§ Try it
From the records below, find each line with the string "boat" and copy it.

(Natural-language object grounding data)
╔══

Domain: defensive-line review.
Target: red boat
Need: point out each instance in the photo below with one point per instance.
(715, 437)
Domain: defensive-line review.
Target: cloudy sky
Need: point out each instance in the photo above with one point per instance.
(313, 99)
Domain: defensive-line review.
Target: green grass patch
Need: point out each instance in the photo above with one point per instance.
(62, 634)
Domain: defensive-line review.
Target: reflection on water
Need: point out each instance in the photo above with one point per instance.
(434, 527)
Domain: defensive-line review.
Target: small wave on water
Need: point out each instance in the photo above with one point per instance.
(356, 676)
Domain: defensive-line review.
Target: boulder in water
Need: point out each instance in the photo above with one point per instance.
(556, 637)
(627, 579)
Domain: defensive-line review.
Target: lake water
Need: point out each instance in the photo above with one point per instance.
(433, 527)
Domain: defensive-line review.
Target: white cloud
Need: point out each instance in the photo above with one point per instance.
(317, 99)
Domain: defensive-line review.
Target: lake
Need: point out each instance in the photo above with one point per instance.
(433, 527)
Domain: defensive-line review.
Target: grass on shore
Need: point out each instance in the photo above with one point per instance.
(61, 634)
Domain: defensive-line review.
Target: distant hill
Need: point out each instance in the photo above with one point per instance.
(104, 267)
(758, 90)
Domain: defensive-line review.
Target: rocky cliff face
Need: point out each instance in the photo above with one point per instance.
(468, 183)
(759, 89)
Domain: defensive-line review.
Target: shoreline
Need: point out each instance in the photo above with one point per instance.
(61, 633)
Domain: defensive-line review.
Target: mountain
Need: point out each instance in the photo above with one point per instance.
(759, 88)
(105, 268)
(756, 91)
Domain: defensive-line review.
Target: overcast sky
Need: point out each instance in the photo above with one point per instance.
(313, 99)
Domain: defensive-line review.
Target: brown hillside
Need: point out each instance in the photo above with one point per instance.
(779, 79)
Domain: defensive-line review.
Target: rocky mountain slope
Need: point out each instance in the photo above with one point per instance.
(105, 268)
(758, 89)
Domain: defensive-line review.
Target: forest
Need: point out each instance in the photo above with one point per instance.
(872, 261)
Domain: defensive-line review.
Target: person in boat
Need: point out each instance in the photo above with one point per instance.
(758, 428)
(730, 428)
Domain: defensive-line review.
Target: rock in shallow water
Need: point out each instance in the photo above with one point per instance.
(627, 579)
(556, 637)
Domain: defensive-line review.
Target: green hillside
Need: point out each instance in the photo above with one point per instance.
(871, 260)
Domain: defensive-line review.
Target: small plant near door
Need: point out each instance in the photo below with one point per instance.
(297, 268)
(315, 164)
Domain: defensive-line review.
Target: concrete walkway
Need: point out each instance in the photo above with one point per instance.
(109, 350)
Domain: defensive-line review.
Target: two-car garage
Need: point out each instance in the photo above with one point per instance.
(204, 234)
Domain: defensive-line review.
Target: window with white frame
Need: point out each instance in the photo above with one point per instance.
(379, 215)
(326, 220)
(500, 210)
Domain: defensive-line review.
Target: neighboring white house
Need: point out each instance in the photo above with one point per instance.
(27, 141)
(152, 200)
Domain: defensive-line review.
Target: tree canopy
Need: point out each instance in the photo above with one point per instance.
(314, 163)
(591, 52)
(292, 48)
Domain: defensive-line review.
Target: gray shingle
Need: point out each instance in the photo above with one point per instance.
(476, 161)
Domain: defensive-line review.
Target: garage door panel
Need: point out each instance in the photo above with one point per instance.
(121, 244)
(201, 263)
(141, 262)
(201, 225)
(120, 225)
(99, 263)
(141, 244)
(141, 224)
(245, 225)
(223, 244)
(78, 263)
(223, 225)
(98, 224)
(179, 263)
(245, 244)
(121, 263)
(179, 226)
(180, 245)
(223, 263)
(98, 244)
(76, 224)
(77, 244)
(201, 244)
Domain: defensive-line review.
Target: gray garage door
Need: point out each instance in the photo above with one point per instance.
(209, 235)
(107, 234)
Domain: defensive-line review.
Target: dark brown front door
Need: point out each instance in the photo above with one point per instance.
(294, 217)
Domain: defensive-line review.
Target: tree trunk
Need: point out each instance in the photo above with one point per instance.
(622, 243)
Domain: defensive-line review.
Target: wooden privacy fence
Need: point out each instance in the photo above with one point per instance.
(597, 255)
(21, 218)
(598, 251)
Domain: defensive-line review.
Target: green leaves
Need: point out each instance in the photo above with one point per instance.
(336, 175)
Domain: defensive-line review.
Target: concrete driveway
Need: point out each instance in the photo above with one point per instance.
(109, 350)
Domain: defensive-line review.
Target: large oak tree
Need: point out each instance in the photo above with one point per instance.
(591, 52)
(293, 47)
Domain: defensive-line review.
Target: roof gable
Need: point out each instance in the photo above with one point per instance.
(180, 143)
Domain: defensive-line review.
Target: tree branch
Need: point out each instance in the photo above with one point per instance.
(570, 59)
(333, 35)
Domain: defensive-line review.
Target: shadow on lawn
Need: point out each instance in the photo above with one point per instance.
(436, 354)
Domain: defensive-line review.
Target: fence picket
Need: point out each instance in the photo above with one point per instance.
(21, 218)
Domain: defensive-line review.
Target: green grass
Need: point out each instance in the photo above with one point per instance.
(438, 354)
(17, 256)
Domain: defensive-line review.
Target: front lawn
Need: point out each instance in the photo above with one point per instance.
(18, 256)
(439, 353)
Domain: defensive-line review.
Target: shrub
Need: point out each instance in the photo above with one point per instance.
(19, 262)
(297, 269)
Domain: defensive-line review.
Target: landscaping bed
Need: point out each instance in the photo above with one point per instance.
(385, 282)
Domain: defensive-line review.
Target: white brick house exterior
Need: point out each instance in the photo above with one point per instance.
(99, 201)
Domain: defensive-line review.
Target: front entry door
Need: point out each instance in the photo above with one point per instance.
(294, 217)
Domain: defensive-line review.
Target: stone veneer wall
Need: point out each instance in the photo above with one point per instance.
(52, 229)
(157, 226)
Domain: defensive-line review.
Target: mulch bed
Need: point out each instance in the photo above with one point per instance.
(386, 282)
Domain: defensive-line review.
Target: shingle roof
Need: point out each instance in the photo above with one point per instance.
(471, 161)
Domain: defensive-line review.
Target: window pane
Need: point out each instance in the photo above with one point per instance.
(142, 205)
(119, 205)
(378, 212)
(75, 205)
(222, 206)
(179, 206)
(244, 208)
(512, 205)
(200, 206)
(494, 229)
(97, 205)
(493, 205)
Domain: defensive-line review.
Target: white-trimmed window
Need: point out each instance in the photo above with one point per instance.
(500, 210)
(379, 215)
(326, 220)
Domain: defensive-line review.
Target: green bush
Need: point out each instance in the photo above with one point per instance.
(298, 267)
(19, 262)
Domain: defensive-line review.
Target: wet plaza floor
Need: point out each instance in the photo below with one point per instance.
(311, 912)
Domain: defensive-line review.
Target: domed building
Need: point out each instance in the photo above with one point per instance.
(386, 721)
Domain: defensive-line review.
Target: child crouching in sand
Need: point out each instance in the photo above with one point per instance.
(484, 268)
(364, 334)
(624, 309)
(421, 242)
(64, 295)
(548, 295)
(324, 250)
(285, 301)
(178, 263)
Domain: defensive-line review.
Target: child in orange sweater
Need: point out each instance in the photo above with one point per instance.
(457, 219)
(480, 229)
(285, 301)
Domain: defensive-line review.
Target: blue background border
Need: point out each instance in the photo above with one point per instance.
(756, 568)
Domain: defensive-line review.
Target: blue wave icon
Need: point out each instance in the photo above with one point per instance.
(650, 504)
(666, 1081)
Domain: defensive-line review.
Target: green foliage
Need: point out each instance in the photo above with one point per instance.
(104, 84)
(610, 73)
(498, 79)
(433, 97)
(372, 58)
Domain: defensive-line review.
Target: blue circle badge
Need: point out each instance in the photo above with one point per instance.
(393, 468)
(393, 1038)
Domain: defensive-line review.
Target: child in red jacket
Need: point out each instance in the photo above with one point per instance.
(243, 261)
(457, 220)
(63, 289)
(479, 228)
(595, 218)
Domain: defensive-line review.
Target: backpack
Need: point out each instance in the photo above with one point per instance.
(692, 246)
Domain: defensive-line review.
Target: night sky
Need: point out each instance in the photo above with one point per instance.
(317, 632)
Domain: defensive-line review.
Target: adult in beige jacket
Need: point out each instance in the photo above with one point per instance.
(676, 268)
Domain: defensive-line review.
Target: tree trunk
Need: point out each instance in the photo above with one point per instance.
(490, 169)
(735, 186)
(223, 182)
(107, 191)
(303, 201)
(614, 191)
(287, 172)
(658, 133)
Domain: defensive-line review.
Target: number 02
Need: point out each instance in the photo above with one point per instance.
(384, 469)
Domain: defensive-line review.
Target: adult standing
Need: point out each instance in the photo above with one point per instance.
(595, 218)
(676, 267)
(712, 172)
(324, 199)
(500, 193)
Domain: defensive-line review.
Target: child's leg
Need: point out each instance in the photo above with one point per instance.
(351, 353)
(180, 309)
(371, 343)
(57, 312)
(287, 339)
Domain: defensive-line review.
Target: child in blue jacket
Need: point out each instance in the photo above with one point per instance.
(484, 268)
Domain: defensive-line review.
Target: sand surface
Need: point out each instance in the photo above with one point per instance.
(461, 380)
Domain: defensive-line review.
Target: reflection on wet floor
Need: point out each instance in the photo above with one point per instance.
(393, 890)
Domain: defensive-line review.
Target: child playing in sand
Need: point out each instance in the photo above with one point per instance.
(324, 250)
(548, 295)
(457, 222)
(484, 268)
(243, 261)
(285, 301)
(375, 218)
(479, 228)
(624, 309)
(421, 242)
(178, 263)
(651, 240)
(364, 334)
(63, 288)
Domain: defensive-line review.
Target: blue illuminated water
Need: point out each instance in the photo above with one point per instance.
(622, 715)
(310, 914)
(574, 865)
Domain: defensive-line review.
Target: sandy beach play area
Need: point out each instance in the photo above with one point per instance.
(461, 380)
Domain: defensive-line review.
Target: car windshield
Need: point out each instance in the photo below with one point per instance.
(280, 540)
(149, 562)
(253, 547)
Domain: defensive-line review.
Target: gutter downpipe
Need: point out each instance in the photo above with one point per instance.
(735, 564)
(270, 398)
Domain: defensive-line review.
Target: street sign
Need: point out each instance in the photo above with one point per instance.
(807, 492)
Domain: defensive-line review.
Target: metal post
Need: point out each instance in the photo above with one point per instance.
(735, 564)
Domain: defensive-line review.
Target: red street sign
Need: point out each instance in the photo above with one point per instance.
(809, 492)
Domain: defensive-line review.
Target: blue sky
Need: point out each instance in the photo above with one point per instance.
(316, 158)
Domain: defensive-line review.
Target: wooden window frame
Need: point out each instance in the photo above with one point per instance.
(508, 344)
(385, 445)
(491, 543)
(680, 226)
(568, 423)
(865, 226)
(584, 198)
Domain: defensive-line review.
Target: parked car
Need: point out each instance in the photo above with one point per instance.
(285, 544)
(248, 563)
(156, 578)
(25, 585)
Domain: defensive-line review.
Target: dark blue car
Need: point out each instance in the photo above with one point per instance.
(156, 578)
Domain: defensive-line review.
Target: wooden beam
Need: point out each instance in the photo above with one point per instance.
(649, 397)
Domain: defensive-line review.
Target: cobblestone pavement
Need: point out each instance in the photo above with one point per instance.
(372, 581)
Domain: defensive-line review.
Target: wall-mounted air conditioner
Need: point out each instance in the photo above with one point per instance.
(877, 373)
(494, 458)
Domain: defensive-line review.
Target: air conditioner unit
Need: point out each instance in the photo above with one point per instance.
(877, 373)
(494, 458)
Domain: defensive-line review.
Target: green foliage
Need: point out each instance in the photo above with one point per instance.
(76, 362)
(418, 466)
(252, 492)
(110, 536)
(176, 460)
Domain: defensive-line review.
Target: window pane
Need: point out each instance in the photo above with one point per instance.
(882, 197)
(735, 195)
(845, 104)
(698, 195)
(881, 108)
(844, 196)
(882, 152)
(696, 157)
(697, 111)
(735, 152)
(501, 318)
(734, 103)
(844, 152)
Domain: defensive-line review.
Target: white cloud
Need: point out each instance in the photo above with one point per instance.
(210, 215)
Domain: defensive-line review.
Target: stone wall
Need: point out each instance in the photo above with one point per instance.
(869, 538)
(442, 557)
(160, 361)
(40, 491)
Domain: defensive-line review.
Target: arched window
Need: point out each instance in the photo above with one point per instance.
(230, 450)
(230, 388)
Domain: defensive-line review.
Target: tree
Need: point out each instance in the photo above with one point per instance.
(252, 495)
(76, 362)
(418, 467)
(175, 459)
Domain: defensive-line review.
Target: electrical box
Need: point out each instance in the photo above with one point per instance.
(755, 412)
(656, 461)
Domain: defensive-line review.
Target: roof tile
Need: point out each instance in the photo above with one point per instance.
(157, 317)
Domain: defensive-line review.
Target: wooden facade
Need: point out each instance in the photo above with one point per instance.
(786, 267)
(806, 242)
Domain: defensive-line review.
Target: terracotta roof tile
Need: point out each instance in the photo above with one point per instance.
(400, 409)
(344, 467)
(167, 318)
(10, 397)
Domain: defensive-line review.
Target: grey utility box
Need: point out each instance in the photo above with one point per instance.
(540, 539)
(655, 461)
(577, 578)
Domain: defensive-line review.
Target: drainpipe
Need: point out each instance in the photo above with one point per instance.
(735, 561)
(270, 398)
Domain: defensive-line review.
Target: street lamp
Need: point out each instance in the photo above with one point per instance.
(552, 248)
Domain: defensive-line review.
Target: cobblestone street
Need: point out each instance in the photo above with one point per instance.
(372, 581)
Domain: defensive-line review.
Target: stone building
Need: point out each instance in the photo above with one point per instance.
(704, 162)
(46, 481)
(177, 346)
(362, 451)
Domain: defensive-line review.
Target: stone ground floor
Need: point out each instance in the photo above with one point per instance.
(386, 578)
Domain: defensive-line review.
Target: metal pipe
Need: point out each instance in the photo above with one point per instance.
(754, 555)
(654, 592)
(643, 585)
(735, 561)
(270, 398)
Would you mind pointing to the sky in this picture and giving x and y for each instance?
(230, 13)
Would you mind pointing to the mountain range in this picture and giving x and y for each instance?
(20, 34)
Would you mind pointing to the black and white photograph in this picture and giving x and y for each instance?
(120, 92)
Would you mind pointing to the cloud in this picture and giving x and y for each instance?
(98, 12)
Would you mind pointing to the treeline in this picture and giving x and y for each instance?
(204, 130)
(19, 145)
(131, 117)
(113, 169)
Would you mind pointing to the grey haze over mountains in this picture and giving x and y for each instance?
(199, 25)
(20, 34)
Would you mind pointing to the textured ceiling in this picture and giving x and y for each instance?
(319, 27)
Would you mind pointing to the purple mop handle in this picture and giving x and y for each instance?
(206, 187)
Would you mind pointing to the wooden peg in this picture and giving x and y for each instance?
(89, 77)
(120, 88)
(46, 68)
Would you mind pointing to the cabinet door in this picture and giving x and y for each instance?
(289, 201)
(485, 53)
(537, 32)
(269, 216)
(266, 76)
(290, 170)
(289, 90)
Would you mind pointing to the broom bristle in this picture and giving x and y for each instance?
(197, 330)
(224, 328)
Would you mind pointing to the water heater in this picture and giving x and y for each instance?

╚══

§ Result of the task
Target: red boat
Target: person in boat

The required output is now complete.